TASK DETAILS: Precise copying is required. Return the data below in full.

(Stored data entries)

****************************************

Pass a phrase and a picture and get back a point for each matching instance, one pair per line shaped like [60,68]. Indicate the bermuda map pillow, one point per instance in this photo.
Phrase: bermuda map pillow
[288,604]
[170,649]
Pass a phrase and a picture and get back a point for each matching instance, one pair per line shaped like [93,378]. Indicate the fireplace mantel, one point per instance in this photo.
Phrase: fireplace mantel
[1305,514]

****************************************

ANSWER TO THE EXERCISE:
Pass a phrase and a picture and get back a point for each matching instance, one pair per line shaped like [60,68]. Indicate the bermuda map pillow, one point per instance in this photo.
Phrase: bermuda map pillow
[288,604]
[170,649]
Pass a phrase and a picture and get back a point for each matching instance, one pair per line shaped like [93,378]. Indicate the fireplace mantel, one point per instance in this photo.
Phrase: fireplace mantel
[1305,514]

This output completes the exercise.